Catatan yang Disediakan:
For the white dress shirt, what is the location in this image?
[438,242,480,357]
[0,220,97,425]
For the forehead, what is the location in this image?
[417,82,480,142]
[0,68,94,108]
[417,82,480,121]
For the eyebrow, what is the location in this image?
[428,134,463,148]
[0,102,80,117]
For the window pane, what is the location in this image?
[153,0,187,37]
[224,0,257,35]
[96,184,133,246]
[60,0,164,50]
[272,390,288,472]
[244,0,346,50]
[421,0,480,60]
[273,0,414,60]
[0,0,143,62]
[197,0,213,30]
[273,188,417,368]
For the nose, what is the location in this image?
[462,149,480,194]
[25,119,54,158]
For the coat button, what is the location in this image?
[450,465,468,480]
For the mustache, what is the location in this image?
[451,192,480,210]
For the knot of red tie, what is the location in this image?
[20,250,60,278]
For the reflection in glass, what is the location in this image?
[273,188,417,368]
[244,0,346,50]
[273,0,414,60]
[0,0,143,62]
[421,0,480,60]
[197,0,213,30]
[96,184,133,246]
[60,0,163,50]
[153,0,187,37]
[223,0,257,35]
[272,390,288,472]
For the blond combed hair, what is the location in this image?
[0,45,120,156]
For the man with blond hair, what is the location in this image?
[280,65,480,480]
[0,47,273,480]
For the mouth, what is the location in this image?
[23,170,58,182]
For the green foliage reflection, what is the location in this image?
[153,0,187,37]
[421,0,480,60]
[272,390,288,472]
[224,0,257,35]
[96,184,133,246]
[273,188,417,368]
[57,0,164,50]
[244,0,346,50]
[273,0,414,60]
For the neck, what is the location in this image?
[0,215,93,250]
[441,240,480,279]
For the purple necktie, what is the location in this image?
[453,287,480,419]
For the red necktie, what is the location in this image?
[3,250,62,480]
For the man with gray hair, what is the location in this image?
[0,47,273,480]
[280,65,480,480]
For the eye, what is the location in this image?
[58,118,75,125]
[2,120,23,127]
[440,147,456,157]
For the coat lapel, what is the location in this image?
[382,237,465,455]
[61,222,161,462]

Pernyataan Masalah: Saring catatan di atas: baris mana saja yang memuat kata "hair"? Salin setiap baris tersebut.

Hasil Tugas:
For the blond combed hair, what is the location in this image?
For the man with blond hair, what is the location in this image?
For the man with gray hair, what is the location in this image?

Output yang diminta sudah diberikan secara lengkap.